- **WHAT TO PRODUCE**: All of the records shown below need to be copied with no differences.

-*-*-

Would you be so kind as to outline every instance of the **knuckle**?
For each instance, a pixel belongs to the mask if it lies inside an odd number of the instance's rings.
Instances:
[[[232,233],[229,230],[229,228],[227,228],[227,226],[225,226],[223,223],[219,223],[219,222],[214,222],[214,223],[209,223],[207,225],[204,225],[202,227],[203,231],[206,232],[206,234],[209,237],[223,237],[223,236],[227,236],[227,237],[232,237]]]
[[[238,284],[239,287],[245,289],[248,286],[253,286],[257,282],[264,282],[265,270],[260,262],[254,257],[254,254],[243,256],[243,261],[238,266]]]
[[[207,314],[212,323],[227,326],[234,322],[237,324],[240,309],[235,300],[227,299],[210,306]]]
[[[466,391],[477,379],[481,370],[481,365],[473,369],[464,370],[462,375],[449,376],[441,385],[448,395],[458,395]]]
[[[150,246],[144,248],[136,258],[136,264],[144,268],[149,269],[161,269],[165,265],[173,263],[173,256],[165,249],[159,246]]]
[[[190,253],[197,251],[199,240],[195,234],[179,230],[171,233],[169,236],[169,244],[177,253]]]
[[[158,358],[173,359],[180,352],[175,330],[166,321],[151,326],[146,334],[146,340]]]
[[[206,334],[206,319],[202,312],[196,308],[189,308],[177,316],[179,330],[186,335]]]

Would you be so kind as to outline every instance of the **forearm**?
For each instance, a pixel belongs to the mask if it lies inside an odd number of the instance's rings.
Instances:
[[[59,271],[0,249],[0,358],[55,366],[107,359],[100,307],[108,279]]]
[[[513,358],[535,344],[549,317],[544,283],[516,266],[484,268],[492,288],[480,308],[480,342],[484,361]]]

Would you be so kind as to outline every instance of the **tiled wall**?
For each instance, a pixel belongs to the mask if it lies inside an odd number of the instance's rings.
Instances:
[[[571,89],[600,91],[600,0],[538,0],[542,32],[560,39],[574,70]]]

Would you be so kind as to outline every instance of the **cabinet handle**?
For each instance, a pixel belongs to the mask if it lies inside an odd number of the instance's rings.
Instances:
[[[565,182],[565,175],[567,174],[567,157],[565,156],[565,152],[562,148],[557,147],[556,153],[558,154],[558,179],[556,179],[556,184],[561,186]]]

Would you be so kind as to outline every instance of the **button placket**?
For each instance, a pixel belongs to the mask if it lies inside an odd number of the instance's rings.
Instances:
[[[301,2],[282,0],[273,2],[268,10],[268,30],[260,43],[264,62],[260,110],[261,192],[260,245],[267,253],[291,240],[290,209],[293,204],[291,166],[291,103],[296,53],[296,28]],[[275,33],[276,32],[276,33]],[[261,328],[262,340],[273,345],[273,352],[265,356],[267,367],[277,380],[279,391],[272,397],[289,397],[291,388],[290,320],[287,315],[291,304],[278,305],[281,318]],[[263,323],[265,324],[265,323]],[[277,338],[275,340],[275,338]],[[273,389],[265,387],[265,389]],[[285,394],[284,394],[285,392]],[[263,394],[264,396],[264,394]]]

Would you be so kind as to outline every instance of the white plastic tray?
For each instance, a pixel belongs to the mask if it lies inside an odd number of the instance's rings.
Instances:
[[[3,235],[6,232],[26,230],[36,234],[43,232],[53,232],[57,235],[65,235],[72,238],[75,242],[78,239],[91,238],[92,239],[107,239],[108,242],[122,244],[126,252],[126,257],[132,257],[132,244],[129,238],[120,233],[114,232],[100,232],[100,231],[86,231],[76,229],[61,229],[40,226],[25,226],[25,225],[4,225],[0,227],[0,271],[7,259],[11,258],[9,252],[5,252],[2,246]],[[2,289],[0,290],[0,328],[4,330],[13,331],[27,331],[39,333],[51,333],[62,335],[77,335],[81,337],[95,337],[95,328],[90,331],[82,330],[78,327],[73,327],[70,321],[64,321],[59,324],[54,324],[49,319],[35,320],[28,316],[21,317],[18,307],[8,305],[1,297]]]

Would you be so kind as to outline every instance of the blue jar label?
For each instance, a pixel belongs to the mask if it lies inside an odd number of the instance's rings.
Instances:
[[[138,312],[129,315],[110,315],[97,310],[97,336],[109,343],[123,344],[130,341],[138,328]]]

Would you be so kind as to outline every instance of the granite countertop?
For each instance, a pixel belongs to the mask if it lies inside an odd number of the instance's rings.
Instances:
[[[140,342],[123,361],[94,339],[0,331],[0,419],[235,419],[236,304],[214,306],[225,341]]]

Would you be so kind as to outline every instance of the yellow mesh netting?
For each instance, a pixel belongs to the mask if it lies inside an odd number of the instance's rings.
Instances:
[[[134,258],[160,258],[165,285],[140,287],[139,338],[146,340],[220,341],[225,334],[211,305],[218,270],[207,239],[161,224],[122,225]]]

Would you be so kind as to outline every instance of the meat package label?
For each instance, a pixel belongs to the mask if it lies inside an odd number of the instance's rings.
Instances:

-*-*-

- **RESPONSE TO THIS EXERCISE**:
Would you be so kind as to outline every instance of the **knuckle**?
For each instance, a pixel belongs to the mask if it lies inside an odd number of the instance's rings.
Instances:
[[[232,233],[229,230],[229,228],[227,228],[227,226],[225,226],[223,223],[219,223],[219,222],[214,222],[214,223],[209,223],[207,225],[204,225],[202,227],[203,231],[206,232],[206,234],[209,237],[223,237],[223,236],[227,236],[227,237],[232,237]]]
[[[238,284],[239,287],[245,289],[248,286],[253,286],[257,282],[264,282],[265,270],[260,262],[254,257],[254,254],[243,256],[243,261],[238,266]]]
[[[207,314],[212,323],[227,326],[234,322],[237,324],[240,309],[235,300],[227,299],[210,306]]]
[[[466,391],[477,379],[481,370],[481,365],[473,369],[464,370],[462,375],[449,376],[441,385],[448,395],[458,395]]]
[[[150,246],[144,248],[136,258],[136,264],[144,268],[149,269],[161,269],[165,265],[173,263],[173,256],[165,249],[159,246]]]
[[[190,253],[197,251],[199,240],[195,234],[179,230],[171,233],[169,236],[169,244],[177,253]]]
[[[158,358],[173,359],[180,352],[175,330],[166,321],[151,326],[146,334],[146,340]]]
[[[206,334],[206,319],[202,312],[196,308],[189,308],[177,316],[179,330],[186,335]]]

Would you be so kind as to outline every instance of the **forearm**?
For each instance, a pixel belongs to the mask if it lies inside an odd number of the instance's rings.
Instances:
[[[59,271],[0,249],[0,358],[55,366],[107,359],[100,307],[108,279]]]
[[[513,358],[535,344],[549,317],[544,283],[516,266],[484,268],[492,288],[480,308],[480,342],[484,361]]]

Would you be so kind as to outline every instance of the **tiled wall**?
For each instance, a pixel belongs to the mask if it lies inside an odd number of the instance's rings.
Instances:
[[[571,89],[600,91],[600,0],[538,0],[542,32],[560,39],[574,70]]]

Would you be so kind as to outline every instance of the **cabinet handle**?
For each instance, a pixel belongs to the mask if it lies inside an odd number of the instance's rings.
Instances:
[[[565,182],[565,175],[567,174],[567,157],[565,156],[565,152],[562,148],[557,147],[556,153],[558,154],[558,179],[556,179],[556,184],[561,186]]]

Would you be so kind as to outline every instance of the **button placket**?
For each instance, a pixel belongs to the mask if it lies inside an odd number of the instance's rings.
Instances:
[[[301,2],[282,0],[273,2],[268,10],[268,30],[260,43],[264,62],[260,110],[261,192],[260,245],[267,253],[291,240],[290,209],[293,204],[291,166],[291,103],[296,53],[296,28]],[[275,33],[276,32],[276,33]],[[261,328],[262,340],[273,345],[273,352],[265,356],[267,367],[277,380],[279,391],[272,397],[289,397],[291,388],[290,320],[287,315],[291,304],[278,305],[281,318]],[[263,323],[265,324],[265,323]],[[277,338],[275,340],[275,338]],[[273,389],[265,387],[265,389]],[[285,394],[284,394],[285,392]],[[263,394],[264,396],[264,394]]]

Would you be so kind as to outline every instance of the white plastic tray?
For each instance, a pixel belongs to the mask if it lies inside an odd number of the instance's rings.
Instances:
[[[3,235],[6,232],[26,230],[36,234],[43,232],[53,232],[57,235],[65,235],[72,238],[75,242],[78,239],[91,238],[92,239],[107,239],[108,242],[122,244],[126,252],[126,257],[132,257],[132,244],[129,238],[120,233],[114,232],[100,232],[100,231],[86,231],[76,229],[61,229],[40,226],[25,226],[25,225],[4,225],[0,227],[0,271],[7,259],[11,258],[9,252],[5,252],[2,246]],[[2,289],[0,290],[0,328],[4,330],[13,331],[27,331],[39,333],[51,333],[62,335],[77,335],[81,337],[95,337],[95,328],[90,331],[82,330],[78,327],[73,327],[70,321],[64,321],[59,324],[54,324],[49,319],[35,320],[28,316],[21,317],[18,307],[8,305],[1,297]]]

Would you be so kind as to outline every instance of the blue jar label?
For each instance, a pixel belongs to the mask if it lies inside an odd number of the instance's rings.
Instances:
[[[138,312],[129,315],[110,315],[97,310],[97,336],[109,343],[123,344],[130,341],[138,328]]]

Would you be so kind as to outline every instance of the granite countertop?
For each instance, a pixel belongs to the mask if it lies inside an odd number of the instance's rings.
Instances:
[[[140,342],[123,361],[94,339],[0,331],[0,419],[235,419],[236,304],[214,306],[225,341]]]

Would you be so kind as to outline every instance of the yellow mesh netting?
For each instance, a pixel belongs to the mask if it lies inside an odd number of the instance's rings.
Instances:
[[[134,258],[160,258],[165,285],[140,287],[139,338],[146,340],[220,341],[225,334],[211,305],[218,270],[207,239],[161,224],[122,225]]]

Would you be so kind as to outline every instance of the meat package label?
For each instance, a pixel belongs to the mask if it lies inside an odd number of the instance's rings.
Instances:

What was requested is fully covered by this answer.